> Data entries
──────

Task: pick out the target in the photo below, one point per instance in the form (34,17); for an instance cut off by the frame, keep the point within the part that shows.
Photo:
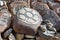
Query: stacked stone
(29,20)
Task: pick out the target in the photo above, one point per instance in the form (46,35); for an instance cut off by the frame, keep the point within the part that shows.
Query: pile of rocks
(29,19)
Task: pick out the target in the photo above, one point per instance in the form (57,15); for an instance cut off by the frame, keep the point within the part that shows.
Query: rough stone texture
(16,4)
(19,36)
(55,6)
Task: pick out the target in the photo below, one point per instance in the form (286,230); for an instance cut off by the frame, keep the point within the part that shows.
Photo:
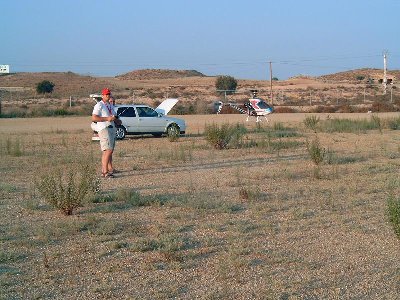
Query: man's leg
(105,161)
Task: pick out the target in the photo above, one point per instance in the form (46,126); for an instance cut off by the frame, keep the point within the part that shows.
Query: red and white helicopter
(254,107)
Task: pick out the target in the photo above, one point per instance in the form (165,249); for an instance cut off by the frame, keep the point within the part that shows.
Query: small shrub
(394,214)
(316,151)
(220,137)
(44,87)
(311,122)
(67,192)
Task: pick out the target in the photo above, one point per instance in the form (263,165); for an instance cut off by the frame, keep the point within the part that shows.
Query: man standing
(103,114)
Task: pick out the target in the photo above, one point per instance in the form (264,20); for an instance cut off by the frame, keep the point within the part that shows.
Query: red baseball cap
(106,91)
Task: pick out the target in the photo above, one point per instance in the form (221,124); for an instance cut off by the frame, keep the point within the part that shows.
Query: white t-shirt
(102,109)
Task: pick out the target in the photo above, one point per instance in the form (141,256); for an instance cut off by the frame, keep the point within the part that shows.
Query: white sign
(4,68)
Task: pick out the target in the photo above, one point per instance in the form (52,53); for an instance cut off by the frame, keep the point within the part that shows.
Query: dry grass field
(183,220)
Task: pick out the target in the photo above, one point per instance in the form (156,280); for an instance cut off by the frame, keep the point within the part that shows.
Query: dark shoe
(115,171)
(107,175)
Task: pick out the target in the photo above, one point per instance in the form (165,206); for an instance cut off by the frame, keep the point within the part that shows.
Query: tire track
(216,165)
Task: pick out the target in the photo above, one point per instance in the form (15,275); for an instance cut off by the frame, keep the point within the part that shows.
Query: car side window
(146,112)
(126,112)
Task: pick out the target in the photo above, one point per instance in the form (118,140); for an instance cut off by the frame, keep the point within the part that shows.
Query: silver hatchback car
(142,119)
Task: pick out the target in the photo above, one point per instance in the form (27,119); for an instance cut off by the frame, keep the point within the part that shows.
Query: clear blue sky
(215,37)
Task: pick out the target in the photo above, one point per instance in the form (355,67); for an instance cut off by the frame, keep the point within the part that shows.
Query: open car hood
(165,107)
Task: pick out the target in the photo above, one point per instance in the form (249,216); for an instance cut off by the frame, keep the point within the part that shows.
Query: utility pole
(270,78)
(384,71)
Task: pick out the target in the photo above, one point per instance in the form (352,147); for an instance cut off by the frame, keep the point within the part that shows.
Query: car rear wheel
(121,133)
(173,130)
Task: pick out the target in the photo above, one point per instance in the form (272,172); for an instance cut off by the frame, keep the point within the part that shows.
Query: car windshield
(126,112)
(146,112)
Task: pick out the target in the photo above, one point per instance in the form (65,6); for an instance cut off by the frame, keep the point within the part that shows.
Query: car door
(127,115)
(149,121)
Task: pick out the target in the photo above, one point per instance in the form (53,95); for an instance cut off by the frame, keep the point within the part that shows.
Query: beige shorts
(107,139)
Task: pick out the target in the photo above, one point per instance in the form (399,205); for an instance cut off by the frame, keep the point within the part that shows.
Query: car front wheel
(121,133)
(173,130)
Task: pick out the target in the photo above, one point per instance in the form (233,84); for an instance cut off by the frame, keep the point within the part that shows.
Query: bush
(226,83)
(221,137)
(394,214)
(311,122)
(66,192)
(44,87)
(316,151)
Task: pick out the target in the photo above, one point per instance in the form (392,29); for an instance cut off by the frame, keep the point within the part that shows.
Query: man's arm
(96,118)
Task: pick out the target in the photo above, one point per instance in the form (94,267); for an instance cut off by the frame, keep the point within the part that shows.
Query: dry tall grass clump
(66,191)
(221,136)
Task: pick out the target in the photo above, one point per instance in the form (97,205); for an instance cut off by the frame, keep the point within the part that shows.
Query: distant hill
(359,74)
(158,74)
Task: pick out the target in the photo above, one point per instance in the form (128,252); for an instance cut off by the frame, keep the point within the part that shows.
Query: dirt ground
(255,221)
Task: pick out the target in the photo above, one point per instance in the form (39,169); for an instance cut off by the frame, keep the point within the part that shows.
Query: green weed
(393,211)
(220,137)
(311,122)
(67,191)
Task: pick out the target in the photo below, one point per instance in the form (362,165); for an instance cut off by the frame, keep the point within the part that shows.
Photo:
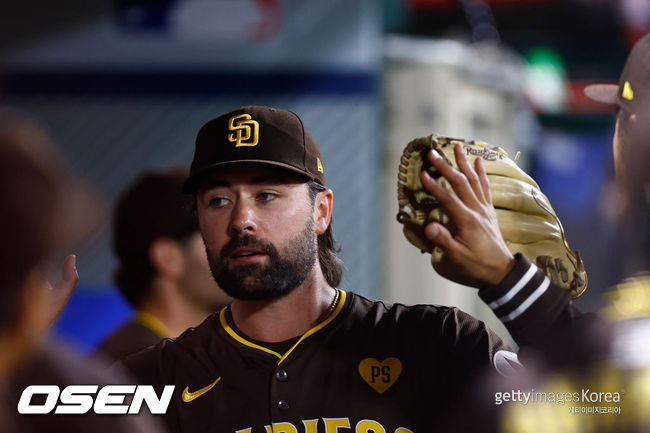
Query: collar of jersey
(281,358)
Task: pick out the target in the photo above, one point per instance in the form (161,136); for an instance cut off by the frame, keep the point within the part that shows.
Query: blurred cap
(255,135)
(152,207)
(633,89)
(45,211)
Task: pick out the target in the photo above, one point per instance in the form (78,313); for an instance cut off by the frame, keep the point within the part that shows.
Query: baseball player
(606,354)
(294,352)
(163,269)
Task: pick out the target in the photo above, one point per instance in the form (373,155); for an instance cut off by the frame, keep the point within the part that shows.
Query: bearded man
(295,353)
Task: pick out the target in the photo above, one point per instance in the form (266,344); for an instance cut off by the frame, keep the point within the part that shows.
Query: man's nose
(242,218)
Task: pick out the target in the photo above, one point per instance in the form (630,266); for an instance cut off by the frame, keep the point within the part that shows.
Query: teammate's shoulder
(192,340)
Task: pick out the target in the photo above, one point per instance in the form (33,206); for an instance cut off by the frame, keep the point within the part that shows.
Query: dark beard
(264,282)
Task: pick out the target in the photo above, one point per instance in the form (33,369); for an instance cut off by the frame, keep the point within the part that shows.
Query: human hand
(476,253)
(61,291)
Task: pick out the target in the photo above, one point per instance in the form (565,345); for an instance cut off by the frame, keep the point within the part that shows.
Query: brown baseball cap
(255,135)
(633,89)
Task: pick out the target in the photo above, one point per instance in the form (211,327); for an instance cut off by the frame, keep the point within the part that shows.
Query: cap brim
(191,185)
(604,93)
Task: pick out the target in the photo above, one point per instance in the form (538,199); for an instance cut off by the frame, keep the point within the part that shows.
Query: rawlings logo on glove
(527,221)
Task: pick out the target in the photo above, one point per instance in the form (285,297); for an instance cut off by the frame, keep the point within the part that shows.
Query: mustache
(250,241)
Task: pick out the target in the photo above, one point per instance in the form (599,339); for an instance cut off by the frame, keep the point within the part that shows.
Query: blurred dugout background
(124,85)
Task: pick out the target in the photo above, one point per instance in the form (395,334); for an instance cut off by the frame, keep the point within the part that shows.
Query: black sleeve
(529,304)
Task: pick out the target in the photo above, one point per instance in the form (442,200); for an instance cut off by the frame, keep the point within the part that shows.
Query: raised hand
(476,253)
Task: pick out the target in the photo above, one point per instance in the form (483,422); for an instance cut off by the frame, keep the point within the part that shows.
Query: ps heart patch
(380,375)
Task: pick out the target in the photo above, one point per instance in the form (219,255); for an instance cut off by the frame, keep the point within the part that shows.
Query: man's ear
(323,205)
(166,257)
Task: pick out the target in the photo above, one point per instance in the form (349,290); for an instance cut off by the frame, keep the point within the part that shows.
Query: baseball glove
(527,221)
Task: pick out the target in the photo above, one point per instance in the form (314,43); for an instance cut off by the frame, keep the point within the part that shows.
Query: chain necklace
(335,302)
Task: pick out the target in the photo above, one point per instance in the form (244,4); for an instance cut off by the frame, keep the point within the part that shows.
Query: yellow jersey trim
(233,334)
(153,323)
(321,325)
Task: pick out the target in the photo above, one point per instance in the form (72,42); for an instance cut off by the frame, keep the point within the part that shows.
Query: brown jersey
(372,366)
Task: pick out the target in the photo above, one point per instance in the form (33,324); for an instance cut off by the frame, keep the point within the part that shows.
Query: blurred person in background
(44,212)
(163,268)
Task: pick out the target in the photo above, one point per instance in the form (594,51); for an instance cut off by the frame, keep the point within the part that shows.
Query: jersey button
(281,375)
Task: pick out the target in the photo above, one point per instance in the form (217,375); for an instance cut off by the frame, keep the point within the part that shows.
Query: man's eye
(266,196)
(217,202)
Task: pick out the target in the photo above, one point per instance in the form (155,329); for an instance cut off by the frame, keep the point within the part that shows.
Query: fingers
(468,171)
(458,180)
(452,204)
(440,237)
(485,183)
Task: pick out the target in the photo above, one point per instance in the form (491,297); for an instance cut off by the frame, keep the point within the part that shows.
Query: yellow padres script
(332,425)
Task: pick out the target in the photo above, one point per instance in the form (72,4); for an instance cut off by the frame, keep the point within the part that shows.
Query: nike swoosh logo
(189,396)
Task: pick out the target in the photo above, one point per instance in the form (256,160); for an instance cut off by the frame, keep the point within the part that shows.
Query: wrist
(500,272)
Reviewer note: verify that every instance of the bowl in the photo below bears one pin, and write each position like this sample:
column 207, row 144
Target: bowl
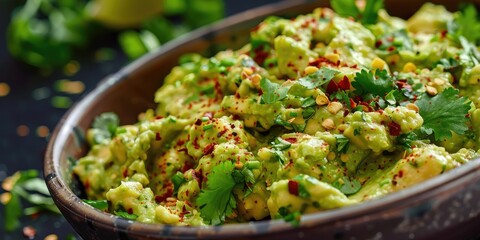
column 445, row 207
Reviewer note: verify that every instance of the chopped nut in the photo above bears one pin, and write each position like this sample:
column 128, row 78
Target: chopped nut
column 432, row 91
column 331, row 156
column 409, row 67
column 256, row 78
column 413, row 107
column 328, row 124
column 438, row 81
column 332, row 57
column 378, row 63
column 322, row 100
column 334, row 107
column 310, row 70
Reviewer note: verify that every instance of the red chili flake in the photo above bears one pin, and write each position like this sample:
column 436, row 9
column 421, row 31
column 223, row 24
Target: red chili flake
column 291, row 140
column 198, row 122
column 208, row 149
column 344, row 84
column 260, row 55
column 209, row 115
column 219, row 134
column 353, row 104
column 293, row 187
column 29, row 232
column 332, row 87
column 394, row 128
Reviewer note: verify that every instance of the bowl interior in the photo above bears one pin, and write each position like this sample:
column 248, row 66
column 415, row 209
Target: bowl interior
column 130, row 92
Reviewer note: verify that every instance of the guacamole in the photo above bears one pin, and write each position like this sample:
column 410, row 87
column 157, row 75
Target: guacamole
column 314, row 113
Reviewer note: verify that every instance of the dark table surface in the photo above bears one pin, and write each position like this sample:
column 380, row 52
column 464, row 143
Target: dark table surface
column 29, row 111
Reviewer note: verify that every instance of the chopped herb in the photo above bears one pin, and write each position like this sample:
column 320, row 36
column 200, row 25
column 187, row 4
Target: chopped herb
column 378, row 84
column 342, row 143
column 126, row 215
column 178, row 179
column 347, row 187
column 444, row 113
column 318, row 78
column 217, row 201
column 406, row 140
column 106, row 124
column 291, row 217
column 98, row 204
column 280, row 144
column 272, row 92
column 349, row 8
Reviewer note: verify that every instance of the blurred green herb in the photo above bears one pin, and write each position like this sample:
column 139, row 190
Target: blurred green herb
column 26, row 186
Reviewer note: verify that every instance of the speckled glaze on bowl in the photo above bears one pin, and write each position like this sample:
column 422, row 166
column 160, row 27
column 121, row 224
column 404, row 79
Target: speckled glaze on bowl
column 445, row 207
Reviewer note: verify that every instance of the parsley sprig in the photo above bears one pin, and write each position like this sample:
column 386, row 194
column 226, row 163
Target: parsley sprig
column 444, row 113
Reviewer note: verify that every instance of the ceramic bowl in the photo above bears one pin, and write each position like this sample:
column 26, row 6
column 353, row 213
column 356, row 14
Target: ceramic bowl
column 445, row 207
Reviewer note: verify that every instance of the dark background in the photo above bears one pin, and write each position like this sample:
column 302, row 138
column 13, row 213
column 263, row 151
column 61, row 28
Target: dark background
column 29, row 104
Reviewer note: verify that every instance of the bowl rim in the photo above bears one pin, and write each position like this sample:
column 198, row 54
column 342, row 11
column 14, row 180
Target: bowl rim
column 63, row 196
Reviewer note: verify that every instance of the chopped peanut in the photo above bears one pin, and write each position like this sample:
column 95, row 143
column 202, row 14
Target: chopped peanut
column 334, row 107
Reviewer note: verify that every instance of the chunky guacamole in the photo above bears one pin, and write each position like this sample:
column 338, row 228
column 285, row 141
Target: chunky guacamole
column 314, row 113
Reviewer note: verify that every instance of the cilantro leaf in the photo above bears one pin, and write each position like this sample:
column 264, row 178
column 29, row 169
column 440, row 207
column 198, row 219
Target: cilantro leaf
column 378, row 84
column 318, row 78
column 444, row 113
column 272, row 92
column 342, row 143
column 280, row 144
column 467, row 24
column 178, row 179
column 347, row 187
column 106, row 124
column 217, row 200
column 98, row 204
column 349, row 8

──────

Look above for the line containing "Reviewer note: verify that every instance of the cilantro"; copy from it through the last line, exactly, and nothing more.

> Result for this exercise
Reviewer note: verify that every instance of the cilantro leaf in the photo above bears one pin, and write each position like this sample:
column 264, row 178
column 29, row 169
column 440, row 207
column 198, row 219
Target: cilantro leaf
column 378, row 84
column 318, row 78
column 444, row 113
column 272, row 92
column 342, row 143
column 280, row 144
column 467, row 24
column 178, row 179
column 347, row 187
column 106, row 124
column 217, row 200
column 98, row 204
column 349, row 8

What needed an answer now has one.